------ Data for this exercise ------

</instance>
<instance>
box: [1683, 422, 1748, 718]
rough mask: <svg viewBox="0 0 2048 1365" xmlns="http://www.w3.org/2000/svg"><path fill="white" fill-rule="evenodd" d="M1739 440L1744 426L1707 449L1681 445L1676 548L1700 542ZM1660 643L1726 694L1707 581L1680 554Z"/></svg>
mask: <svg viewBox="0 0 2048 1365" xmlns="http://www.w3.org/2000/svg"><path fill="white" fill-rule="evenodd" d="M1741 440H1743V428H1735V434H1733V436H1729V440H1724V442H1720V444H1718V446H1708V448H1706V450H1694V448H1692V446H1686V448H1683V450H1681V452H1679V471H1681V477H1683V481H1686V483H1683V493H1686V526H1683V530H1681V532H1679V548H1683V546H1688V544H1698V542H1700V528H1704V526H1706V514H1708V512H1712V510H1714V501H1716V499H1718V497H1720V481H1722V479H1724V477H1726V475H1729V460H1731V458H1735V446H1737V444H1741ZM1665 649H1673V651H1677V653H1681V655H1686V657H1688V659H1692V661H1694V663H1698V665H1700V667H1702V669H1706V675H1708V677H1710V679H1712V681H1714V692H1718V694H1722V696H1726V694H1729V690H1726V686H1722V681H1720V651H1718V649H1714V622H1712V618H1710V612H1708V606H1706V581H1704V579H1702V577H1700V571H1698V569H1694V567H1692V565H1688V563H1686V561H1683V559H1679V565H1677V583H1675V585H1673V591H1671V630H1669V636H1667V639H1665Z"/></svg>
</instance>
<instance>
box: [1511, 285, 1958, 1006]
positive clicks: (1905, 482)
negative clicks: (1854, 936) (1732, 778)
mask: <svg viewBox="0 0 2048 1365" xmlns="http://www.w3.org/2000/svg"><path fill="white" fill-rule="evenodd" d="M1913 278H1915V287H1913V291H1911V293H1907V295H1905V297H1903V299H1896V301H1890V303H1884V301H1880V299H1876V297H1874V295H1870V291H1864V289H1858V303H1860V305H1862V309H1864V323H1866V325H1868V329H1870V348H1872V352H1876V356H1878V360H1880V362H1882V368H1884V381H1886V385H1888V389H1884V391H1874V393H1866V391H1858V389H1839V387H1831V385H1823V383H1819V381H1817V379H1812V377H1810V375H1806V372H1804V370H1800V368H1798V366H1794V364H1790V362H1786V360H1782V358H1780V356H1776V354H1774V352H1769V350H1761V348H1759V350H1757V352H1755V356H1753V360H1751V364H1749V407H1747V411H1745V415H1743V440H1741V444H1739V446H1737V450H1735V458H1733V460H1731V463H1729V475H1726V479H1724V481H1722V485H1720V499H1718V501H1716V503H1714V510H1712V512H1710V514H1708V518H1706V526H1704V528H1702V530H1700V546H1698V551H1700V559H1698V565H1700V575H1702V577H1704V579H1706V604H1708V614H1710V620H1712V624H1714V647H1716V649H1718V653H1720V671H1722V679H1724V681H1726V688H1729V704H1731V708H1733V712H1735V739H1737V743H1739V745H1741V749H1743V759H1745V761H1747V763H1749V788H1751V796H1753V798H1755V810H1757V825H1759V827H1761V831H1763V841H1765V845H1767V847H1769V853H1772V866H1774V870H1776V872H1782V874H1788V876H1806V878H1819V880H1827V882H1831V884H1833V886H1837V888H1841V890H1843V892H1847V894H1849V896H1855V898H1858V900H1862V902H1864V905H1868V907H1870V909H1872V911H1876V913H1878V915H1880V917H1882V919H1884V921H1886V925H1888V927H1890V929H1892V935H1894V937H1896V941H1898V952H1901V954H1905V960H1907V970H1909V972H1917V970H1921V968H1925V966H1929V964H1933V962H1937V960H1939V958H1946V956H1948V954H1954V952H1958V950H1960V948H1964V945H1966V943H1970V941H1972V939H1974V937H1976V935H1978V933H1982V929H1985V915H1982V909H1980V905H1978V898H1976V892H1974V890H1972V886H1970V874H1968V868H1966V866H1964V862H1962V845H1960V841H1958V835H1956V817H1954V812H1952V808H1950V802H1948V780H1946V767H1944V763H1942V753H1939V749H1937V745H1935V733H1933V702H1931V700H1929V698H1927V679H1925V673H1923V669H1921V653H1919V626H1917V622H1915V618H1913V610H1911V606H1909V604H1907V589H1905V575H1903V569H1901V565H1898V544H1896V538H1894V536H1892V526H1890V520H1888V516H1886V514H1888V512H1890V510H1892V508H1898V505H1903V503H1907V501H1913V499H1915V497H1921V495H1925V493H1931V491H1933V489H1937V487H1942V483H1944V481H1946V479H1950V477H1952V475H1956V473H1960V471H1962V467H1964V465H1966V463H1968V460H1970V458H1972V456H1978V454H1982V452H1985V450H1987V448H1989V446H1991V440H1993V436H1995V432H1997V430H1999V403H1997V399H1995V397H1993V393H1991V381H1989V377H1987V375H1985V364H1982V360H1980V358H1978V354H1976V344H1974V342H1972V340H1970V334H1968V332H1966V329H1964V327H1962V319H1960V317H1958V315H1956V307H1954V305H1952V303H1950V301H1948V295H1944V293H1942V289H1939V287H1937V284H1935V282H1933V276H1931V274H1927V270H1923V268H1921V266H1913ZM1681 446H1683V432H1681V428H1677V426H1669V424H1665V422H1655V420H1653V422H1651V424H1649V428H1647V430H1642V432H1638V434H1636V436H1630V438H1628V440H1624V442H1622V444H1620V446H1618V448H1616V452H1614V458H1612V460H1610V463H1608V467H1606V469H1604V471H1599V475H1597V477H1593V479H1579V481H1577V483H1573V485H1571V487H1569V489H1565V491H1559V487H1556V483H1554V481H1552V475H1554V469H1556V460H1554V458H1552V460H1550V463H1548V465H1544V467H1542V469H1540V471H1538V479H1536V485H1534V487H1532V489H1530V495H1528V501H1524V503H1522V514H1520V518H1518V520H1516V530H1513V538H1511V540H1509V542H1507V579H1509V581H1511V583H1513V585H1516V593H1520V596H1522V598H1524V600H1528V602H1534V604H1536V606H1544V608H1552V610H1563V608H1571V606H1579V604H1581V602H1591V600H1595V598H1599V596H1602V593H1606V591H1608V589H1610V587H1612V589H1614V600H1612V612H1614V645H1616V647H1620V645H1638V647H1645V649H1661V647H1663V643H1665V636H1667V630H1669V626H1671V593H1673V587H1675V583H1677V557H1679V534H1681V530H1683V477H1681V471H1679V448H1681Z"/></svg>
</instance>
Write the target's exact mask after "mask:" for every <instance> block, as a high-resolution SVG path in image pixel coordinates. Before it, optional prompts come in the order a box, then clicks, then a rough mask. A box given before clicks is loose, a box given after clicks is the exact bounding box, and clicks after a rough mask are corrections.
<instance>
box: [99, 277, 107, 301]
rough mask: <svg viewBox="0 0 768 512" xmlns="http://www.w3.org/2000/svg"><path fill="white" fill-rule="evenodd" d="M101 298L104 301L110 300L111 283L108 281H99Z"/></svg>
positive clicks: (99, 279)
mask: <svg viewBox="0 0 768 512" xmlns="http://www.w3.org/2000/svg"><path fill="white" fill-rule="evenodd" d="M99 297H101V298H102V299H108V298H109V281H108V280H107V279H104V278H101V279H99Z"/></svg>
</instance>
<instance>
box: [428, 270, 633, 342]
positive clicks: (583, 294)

------

**Work required**
Lay out every line of the records above as a JSON list of strings, one string per line, skipping blank lines.

**Written response**
[
  "</instance>",
  "<instance>",
  "box: [1683, 422, 1748, 718]",
  "rough mask: <svg viewBox=\"0 0 2048 1365\" xmlns=\"http://www.w3.org/2000/svg\"><path fill=\"white\" fill-rule=\"evenodd\" d=\"M1739 440L1744 426L1707 449L1681 445L1676 548L1700 542ZM1660 643L1726 694L1707 581L1680 554Z\"/></svg>",
  "mask: <svg viewBox=\"0 0 2048 1365\" xmlns=\"http://www.w3.org/2000/svg\"><path fill=\"white\" fill-rule=\"evenodd\" d=\"M1741 440H1743V428H1735V434H1733V436H1729V440H1724V442H1720V444H1718V446H1708V448H1706V450H1694V448H1692V446H1686V448H1683V450H1681V452H1679V471H1681V477H1683V481H1686V483H1683V493H1686V526H1683V530H1681V532H1679V548H1683V546H1688V544H1698V542H1700V528H1704V526H1706V514H1708V512H1712V510H1714V501H1716V499H1718V497H1720V481H1722V479H1724V477H1726V475H1729V460H1731V458H1735V446H1737V444H1741ZM1665 649H1673V651H1677V653H1681V655H1686V657H1688V659H1692V661H1694V663H1698V665H1700V667H1702V669H1706V675H1708V677H1710V679H1712V681H1714V692H1718V694H1722V696H1726V694H1729V690H1726V686H1722V681H1720V651H1718V649H1714V622H1712V618H1710V612H1708V606H1706V581H1704V579H1702V577H1700V571H1698V569H1694V567H1692V565H1688V563H1686V561H1683V559H1679V565H1677V583H1675V585H1673V591H1671V630H1669V636H1667V639H1665Z\"/></svg>",
  "</instance>",
  "<instance>",
  "box: [1511, 285, 1958, 1006]",
  "positive clicks: (1905, 482)",
  "negative clicks: (1854, 936) (1732, 778)",
  "mask: <svg viewBox=\"0 0 2048 1365\" xmlns=\"http://www.w3.org/2000/svg\"><path fill=\"white\" fill-rule=\"evenodd\" d=\"M1913 278H1915V287H1913V291H1911V293H1907V295H1905V297H1903V299H1896V301H1890V303H1884V301H1880V299H1876V297H1874V295H1870V291H1864V289H1858V303H1860V305H1862V309H1864V323H1866V325H1868V329H1870V348H1872V352H1876V356H1878V360H1880V362H1882V368H1884V381H1886V385H1888V389H1884V391H1874V393H1866V391H1858V389H1839V387H1831V385H1823V383H1819V381H1817V379H1812V377H1810V375H1806V372H1804V370H1800V368H1798V366H1794V364H1790V362H1786V360H1782V358H1780V356H1776V354H1774V352H1769V350H1761V348H1759V350H1757V352H1755V356H1753V360H1751V364H1749V407H1747V411H1745V415H1743V440H1741V444H1739V446H1737V450H1735V458H1733V460H1731V463H1729V475H1726V479H1724V481H1722V485H1720V499H1718V501H1716V503H1714V510H1712V512H1710V514H1708V518H1706V526H1704V528H1702V530H1700V546H1698V551H1700V559H1698V565H1700V575H1702V577H1704V579H1706V604H1708V614H1710V620H1712V624H1714V647H1716V649H1718V653H1720V671H1722V679H1724V681H1726V688H1729V704H1731V708H1733V712H1735V739H1737V743H1739V745H1741V749H1743V759H1745V761H1747V763H1749V788H1751V796H1753V798H1755V810H1757V825H1759V827H1761V831H1763V841H1765V845H1767V847H1769V853H1772V866H1774V870H1776V872H1782V874H1788V876H1806V878H1819V880H1827V882H1831V884H1833V886H1837V888H1841V890H1843V892H1847V894H1849V896H1855V898H1858V900H1862V902H1864V905H1868V907H1870V909H1872V911H1876V913H1878V915H1880V917H1882V919H1884V921H1886V925H1888V927H1890V929H1892V935H1894V937H1896V941H1898V952H1901V954H1905V960H1907V970H1909V972H1917V970H1921V968H1925V966H1929V964H1933V962H1937V960H1939V958H1946V956H1948V954H1954V952H1958V950H1960V948H1964V945H1966V943H1970V941H1972V939H1974V937H1976V935H1978V933H1982V929H1985V915H1982V909H1980V905H1978V898H1976V892H1974V890H1972V886H1970V874H1968V868H1966V866H1964V862H1962V845H1960V841H1958V835H1956V817H1954V812H1952V808H1950V802H1948V780H1946V767H1944V763H1942V753H1939V749H1937V745H1935V733H1933V702H1931V700H1929V698H1927V679H1925V673H1923V669H1921V653H1919V626H1917V622H1915V618H1913V610H1911V606H1909V604H1907V589H1905V575H1903V569H1901V565H1898V544H1896V538H1894V536H1892V526H1890V520H1888V516H1886V514H1888V512H1890V510H1892V508H1898V505H1903V503H1907V501H1913V499H1915V497H1921V495H1925V493H1931V491H1933V489H1937V487H1942V483H1944V481H1946V479H1950V477H1952V475H1956V473H1960V471H1962V467H1964V465H1966V463H1968V460H1970V458H1972V456H1978V454H1982V452H1985V450H1987V448H1989V446H1991V440H1993V436H1995V432H1997V430H1999V403H1997V399H1995V397H1993V393H1991V381H1989V377H1987V375H1985V364H1982V360H1980V358H1978V354H1976V344H1974V342H1972V340H1970V334H1968V332H1966V329H1964V327H1962V319H1960V317H1958V315H1956V307H1954V305H1952V303H1950V301H1948V295H1944V293H1942V289H1939V287H1937V284H1935V282H1933V276H1931V274H1927V270H1923V268H1921V266H1913ZM1681 446H1683V432H1681V428H1677V426H1669V424H1665V422H1655V420H1653V422H1651V424H1649V428H1647V430H1642V432H1638V434H1636V436H1630V438H1628V440H1624V442H1622V444H1620V446H1618V448H1616V452H1614V458H1612V460H1610V463H1608V467H1606V469H1604V471H1599V475H1597V477H1593V479H1579V481H1577V483H1573V485H1571V487H1569V489H1565V491H1559V487H1556V483H1554V481H1552V475H1554V469H1556V460H1554V458H1552V460H1550V463H1548V465H1544V467H1542V469H1540V471H1538V479H1536V485H1534V487H1532V489H1530V495H1528V501H1524V503H1522V514H1520V518H1518V520H1516V530H1513V538H1511V540H1509V542H1507V579H1509V581H1511V583H1513V585H1516V593H1520V596H1522V598H1524V600H1528V602H1534V604H1536V606H1544V608H1552V610H1563V608H1571V606H1579V604H1581V602H1591V600H1595V598H1599V596H1602V593H1606V591H1608V589H1610V587H1612V589H1614V600H1612V612H1614V645H1616V647H1620V645H1638V647H1645V649H1661V647H1663V643H1665V636H1667V630H1669V626H1671V593H1673V587H1675V583H1677V557H1679V534H1681V530H1683V477H1681V471H1679V448H1681Z\"/></svg>",
  "</instance>",
  "Write the target's exact mask after \"mask:\" for every <instance> block, as a high-resolution SVG path in image pixel coordinates. Before it, optional prompts come in the order a box, then clicks, then a rough mask. A box given before clicks is loose, a box given after clicks is the exact bounding box, and clicks after a rough mask are corrections.",
  "<instance>",
  "box: [99, 277, 107, 301]",
  "rough mask: <svg viewBox=\"0 0 768 512\" xmlns=\"http://www.w3.org/2000/svg\"><path fill=\"white\" fill-rule=\"evenodd\" d=\"M101 298L104 301L110 300L111 283L108 281H99Z\"/></svg>",
  "positive clicks: (99, 279)",
  "mask: <svg viewBox=\"0 0 768 512\" xmlns=\"http://www.w3.org/2000/svg\"><path fill=\"white\" fill-rule=\"evenodd\" d=\"M99 297H101V298H102V299H108V298H109V281H108V280H107V279H104V278H101V279H99Z\"/></svg>",
  "</instance>",
  "<instance>",
  "box: [428, 270, 633, 342]",
  "positive clicks: (583, 294)"
]